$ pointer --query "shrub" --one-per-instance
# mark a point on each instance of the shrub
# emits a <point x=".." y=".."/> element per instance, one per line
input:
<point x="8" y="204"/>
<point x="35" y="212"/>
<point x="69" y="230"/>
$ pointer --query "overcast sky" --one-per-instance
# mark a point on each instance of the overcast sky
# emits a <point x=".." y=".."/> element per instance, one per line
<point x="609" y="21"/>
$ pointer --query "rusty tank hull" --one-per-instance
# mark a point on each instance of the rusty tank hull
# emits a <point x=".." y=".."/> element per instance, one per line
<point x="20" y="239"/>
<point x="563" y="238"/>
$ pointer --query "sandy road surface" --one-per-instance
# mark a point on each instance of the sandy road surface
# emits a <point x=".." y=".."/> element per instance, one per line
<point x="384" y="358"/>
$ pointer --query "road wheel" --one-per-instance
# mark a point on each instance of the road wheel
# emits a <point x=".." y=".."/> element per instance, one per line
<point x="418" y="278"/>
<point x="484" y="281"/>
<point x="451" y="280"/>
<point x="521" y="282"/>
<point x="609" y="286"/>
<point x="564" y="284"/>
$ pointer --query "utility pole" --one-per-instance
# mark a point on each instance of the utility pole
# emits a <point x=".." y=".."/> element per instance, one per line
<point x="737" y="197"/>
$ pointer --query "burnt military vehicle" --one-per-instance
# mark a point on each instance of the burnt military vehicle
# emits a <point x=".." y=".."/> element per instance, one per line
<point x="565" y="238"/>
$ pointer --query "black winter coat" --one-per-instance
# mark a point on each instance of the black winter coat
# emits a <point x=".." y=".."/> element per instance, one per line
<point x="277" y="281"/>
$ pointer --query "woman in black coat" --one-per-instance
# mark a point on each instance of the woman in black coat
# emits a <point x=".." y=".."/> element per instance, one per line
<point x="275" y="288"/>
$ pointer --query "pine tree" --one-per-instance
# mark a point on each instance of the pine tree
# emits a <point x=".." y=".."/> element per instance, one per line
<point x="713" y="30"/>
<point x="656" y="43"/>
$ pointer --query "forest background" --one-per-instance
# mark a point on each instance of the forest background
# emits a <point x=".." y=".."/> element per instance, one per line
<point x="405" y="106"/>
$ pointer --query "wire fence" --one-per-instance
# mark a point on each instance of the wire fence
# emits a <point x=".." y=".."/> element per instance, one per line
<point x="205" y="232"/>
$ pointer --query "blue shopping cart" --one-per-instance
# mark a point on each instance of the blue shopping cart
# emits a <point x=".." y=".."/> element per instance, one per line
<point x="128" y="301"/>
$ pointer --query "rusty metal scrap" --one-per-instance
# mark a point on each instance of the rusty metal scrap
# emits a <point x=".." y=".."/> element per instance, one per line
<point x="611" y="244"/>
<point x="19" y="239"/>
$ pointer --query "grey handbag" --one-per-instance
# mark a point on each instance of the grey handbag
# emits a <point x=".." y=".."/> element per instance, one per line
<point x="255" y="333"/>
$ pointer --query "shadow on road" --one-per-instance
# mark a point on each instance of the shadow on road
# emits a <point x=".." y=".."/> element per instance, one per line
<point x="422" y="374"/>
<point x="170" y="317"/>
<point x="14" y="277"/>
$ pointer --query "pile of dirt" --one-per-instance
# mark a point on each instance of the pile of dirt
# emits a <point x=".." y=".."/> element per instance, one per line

__________________________________________________

PROBLEM REQUIREMENTS | Extract all of the data shown above and repeat it verbatim.

OUTPUT OF THE TASK |
$ pointer --query "shrub" --one-per-instance
# mark a point on each instance of the shrub
# emits a <point x=".." y=".."/> element per instance, one per line
input:
<point x="8" y="204"/>
<point x="35" y="212"/>
<point x="69" y="230"/>
$ pointer --query "overcast sky" --one-per-instance
# mark a point on each instance of the overcast sky
# emits a <point x=".." y=".."/> element per instance, one per line
<point x="609" y="21"/>
$ pointer --query "rusty tank hull" --one-per-instance
# mark a point on each instance of the rusty tank hull
# emits a <point x=".." y=".."/> element per instance, one per line
<point x="20" y="239"/>
<point x="563" y="238"/>
$ pointer --query "sandy road surface" --one-per-instance
# mark a point on each instance of the sandy road surface
# emits a <point x=".." y=".."/> element per instance, one per line
<point x="384" y="358"/>
$ pointer --query "road wheel" --one-per-instance
# mark a point on each instance of the road wheel
# emits a <point x=".." y=".."/> element per instance, one per line
<point x="418" y="278"/>
<point x="484" y="281"/>
<point x="451" y="280"/>
<point x="521" y="282"/>
<point x="609" y="286"/>
<point x="564" y="284"/>
$ pointer --query "utility pole" --one-per-instance
# mark a point on each instance of the utility pole
# emits a <point x=".." y=".."/> element per instance, one per line
<point x="737" y="197"/>
$ pointer --query "burnt military vehicle" --one-per-instance
# mark a point on each instance of the burnt military vehicle
# emits a <point x=".." y=".."/> element per instance, one per line
<point x="565" y="238"/>
$ pointer --query "black winter coat" --one-per-instance
# mark a point on each instance of the black winter coat
# emits a <point x=".." y=".."/> element per instance, one per line
<point x="277" y="281"/>
$ pointer --query "woman in black coat" --one-per-instance
# mark a point on each instance of the woman in black coat
# emits a <point x=".." y=".."/> element per instance, one per line
<point x="275" y="288"/>
$ pointer --query "pine tree" --one-per-instance
# mark a point on each instance of the pine tree
# emits a <point x=".." y=".."/> element per instance, one per line
<point x="713" y="30"/>
<point x="656" y="43"/>
$ pointer --query "forest background" --one-per-instance
# mark a point on each instance of the forest background
# emits a <point x=".." y=".."/> element per instance, one per line
<point x="405" y="106"/>
$ pointer --query "wire fence" --one-per-instance
# mark a point on each instance of the wire fence
# emits a <point x=".." y=".."/> element per instance, one per line
<point x="205" y="232"/>
$ pointer --query "blue shopping cart" --one-per-instance
# mark a point on each instance of the blue shopping cart
# emits a <point x=".." y=".."/> element per instance, one per line
<point x="128" y="301"/>
$ pointer --query "rusty metal scrap" --one-per-instance
# mark a point on each instance of the rusty metal scrap
# emits a <point x=".." y=".."/> element per instance, one per line
<point x="611" y="244"/>
<point x="19" y="239"/>
$ pointer --query "grey handbag" --one-per-instance
# mark a point on each instance of the grey handbag
# emits a <point x=".." y=".."/> element per instance, one per line
<point x="255" y="333"/>
$ pointer --query "shadow on road" --one-per-instance
# mark a point on each instance of the shadow on road
# emits a <point x=".." y=".."/> element per instance, one per line
<point x="422" y="374"/>
<point x="170" y="317"/>
<point x="14" y="277"/>
$ pointer --query "pile of dirt" --one-per-instance
# mark a point on each instance of the pile of dirt
# emits a <point x=".." y=".."/> element per instance, one per line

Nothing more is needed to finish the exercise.